**Problem to work on:**
Turn the data below into a numbered list, one line per item, leaving out any blank lines.

**Supplied records:**
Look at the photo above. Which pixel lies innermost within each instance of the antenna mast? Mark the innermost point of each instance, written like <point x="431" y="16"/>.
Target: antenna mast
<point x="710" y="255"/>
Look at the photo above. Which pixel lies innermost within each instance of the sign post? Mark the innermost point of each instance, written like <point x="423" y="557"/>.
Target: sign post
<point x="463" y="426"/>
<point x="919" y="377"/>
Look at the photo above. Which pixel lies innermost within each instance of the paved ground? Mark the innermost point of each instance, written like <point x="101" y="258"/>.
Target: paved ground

**Solution for this task:**
1. Look at the photo above. Which pixel lies innermost within each instance of the antenna mast? Mark the innermost point of each instance, written like <point x="431" y="16"/>.
2. Target: antenna mast
3. <point x="710" y="255"/>
4. Look at the photo above. Which pixel lies innermost within each instance of the sign post? Mark the innermost point of each instance, written like <point x="423" y="557"/>.
5. Target: sign post
6. <point x="463" y="426"/>
7. <point x="919" y="377"/>
8. Look at the photo above. Which pixel lies innermost within each instance of the paved ground? Mark the innermost point of each instance, written like <point x="101" y="258"/>.
9. Target: paved ground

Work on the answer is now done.